● **Assignment**
Starting with the first line and ending with the line that holds "Where can the black sneaker", repeat the material exactly.
[Start of Attachment]
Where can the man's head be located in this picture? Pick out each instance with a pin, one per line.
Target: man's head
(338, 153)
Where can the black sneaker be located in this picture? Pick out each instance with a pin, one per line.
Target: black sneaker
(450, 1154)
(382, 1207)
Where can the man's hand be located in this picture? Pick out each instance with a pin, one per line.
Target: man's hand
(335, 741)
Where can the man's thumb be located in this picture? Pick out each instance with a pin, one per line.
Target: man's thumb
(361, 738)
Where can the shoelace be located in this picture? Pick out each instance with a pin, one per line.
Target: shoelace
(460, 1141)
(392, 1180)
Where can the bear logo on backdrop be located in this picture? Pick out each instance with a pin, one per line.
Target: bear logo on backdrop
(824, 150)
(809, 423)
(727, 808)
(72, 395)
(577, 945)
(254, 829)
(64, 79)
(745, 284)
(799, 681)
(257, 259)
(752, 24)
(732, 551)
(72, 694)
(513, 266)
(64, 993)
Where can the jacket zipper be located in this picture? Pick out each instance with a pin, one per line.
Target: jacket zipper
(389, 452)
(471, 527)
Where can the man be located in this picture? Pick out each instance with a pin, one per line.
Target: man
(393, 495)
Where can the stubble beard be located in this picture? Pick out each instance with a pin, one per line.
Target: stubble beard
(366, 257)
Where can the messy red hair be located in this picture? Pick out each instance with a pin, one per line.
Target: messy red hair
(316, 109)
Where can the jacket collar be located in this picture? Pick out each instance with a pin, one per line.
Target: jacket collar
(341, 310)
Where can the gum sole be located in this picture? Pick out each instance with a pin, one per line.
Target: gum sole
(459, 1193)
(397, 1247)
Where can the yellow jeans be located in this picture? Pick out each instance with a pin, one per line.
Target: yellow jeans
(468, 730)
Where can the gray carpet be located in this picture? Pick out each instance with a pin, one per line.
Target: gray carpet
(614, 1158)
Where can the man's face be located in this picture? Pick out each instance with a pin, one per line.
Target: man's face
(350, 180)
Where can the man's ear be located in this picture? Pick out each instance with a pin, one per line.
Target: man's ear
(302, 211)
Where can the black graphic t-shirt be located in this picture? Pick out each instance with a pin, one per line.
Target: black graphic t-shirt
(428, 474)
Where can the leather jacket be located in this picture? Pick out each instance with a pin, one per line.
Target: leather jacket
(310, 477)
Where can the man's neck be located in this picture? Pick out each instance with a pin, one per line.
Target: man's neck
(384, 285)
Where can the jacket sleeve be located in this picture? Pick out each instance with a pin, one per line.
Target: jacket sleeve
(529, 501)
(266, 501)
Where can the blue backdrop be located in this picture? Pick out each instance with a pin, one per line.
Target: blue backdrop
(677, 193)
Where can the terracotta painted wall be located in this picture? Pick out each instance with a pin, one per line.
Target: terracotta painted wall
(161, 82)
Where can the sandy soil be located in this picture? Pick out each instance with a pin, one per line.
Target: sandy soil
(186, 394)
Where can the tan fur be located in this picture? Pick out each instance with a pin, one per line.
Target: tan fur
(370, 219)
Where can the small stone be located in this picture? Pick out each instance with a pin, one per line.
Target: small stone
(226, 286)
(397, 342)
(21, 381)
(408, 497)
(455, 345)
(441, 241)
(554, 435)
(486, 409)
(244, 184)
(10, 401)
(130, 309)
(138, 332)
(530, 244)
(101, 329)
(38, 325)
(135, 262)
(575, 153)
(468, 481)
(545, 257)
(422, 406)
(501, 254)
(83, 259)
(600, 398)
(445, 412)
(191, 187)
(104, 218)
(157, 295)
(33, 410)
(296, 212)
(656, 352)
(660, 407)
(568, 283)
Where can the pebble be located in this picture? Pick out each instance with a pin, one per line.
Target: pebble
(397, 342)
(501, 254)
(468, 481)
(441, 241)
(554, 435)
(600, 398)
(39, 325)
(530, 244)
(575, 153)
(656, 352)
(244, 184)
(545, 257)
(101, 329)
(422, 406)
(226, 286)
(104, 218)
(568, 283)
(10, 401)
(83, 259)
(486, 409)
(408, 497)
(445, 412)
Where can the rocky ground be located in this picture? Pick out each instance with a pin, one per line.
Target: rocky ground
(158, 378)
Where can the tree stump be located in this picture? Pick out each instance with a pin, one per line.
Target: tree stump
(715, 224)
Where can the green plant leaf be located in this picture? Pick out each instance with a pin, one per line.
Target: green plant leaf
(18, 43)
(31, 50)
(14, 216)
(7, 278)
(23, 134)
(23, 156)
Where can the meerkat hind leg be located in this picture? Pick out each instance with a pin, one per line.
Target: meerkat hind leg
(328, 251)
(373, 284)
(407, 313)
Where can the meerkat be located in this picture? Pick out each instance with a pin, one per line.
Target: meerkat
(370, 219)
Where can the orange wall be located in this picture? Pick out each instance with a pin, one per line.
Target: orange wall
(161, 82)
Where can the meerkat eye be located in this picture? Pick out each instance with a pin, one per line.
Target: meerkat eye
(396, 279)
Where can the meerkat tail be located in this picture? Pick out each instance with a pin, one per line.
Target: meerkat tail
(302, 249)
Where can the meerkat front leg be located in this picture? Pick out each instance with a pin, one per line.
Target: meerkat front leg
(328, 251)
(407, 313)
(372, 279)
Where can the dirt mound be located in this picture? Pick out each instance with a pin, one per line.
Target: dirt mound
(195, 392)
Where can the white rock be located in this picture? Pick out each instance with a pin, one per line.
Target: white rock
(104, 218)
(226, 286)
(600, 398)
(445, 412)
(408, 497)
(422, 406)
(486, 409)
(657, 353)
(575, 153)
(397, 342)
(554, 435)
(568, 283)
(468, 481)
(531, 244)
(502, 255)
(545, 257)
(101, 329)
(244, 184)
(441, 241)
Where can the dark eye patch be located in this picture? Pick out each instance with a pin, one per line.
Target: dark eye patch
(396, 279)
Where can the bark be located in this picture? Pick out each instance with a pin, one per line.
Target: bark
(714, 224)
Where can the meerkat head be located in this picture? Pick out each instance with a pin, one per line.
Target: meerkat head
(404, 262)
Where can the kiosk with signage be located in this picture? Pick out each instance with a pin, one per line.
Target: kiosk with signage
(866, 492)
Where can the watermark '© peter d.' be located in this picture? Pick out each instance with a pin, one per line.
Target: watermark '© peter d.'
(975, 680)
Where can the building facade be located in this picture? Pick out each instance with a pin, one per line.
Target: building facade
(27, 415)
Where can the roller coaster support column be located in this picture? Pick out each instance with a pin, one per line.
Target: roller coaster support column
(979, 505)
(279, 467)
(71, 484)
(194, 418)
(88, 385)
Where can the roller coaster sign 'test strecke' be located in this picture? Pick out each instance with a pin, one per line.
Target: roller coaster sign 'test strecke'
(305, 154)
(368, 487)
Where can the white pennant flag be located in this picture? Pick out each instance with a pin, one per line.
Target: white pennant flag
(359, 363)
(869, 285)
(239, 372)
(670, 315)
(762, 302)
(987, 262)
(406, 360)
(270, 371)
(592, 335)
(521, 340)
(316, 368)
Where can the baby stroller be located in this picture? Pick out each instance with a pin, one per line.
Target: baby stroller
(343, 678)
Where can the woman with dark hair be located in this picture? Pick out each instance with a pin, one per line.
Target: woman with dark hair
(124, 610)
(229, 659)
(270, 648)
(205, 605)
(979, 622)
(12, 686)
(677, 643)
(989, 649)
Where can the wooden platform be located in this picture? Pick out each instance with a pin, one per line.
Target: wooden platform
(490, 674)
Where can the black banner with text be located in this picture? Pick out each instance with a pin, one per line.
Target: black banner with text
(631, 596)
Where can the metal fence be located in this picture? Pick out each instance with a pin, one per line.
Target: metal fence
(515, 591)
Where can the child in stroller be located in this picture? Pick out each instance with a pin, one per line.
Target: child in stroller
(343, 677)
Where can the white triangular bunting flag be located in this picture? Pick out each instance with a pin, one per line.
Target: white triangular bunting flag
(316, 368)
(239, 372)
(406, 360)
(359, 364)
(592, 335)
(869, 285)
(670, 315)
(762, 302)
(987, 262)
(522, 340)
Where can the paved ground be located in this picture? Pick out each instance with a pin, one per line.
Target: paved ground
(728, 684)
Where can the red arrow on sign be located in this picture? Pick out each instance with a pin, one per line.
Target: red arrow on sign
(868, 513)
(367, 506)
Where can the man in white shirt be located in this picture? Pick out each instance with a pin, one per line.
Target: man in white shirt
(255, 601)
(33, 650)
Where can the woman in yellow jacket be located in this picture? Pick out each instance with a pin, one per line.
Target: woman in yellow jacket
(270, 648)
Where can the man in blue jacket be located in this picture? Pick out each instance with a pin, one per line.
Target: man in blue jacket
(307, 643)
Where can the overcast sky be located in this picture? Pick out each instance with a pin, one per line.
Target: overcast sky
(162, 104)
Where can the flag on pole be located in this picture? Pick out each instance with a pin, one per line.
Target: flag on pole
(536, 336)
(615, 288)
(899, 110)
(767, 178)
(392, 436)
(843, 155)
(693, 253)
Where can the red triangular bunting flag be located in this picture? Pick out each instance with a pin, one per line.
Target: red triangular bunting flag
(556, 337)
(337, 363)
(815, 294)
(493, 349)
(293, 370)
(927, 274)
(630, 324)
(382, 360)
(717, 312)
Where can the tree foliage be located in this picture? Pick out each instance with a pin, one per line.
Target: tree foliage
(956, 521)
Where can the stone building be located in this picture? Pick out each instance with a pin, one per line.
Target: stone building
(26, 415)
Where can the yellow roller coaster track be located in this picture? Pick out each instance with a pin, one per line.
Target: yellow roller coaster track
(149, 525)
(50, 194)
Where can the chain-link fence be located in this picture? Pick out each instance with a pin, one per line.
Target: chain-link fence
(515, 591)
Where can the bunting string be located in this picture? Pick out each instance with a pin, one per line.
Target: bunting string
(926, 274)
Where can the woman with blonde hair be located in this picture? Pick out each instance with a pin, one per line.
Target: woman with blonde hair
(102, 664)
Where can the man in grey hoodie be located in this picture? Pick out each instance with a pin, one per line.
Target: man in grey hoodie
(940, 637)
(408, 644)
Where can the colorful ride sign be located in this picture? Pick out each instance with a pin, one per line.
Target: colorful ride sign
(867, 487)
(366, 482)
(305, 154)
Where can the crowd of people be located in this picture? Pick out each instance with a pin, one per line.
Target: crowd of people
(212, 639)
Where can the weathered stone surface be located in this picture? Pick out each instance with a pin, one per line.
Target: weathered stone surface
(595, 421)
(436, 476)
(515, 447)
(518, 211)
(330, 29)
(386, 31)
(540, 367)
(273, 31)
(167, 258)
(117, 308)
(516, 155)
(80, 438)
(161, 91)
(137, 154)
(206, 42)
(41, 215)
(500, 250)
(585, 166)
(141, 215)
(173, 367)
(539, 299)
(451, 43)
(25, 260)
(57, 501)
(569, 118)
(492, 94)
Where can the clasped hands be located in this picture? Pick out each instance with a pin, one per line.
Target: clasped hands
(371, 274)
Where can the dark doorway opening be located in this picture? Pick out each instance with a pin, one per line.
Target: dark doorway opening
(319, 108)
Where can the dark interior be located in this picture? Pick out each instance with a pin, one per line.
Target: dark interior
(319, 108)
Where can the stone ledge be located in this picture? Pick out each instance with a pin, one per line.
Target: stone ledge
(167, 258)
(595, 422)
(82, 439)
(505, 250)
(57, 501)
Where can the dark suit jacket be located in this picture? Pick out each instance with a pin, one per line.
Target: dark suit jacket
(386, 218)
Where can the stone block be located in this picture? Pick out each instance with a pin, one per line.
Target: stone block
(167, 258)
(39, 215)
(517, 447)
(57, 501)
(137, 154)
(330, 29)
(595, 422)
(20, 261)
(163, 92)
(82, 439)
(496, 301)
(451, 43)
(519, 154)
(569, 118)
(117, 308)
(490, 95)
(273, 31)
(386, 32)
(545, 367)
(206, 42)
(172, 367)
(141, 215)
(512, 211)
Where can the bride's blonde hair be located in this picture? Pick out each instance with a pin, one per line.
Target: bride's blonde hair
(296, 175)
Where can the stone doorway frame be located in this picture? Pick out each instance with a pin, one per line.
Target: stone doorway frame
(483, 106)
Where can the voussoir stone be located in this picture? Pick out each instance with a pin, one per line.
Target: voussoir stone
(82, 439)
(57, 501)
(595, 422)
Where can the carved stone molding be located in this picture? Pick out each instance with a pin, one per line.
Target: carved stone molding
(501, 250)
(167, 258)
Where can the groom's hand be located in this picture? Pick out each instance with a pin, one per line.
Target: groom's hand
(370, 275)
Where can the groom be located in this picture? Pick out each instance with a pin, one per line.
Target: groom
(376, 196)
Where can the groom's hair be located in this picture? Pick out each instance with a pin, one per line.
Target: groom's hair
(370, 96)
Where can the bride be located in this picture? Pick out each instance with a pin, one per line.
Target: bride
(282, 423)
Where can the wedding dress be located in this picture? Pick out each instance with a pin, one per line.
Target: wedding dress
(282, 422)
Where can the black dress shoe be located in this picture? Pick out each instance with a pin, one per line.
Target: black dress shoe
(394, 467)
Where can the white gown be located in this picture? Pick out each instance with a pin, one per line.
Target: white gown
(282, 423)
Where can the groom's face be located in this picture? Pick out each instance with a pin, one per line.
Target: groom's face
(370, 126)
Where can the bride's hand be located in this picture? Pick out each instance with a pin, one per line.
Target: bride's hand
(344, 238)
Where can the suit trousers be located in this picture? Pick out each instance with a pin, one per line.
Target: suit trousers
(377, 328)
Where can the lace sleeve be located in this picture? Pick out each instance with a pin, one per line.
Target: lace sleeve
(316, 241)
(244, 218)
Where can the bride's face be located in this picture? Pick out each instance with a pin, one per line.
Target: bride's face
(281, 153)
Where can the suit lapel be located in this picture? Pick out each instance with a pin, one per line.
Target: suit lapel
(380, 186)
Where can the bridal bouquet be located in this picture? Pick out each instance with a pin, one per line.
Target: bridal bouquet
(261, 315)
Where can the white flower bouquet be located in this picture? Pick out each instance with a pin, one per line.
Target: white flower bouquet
[End of Attachment]
● **Output of the exercise**
Where can the man's head be located in this picture? Pick out each instance with a pin, one per line.
Target: man's head
(338, 153)
Where can the black sneaker be located in this picture? Pick out each instance with a pin, one per line.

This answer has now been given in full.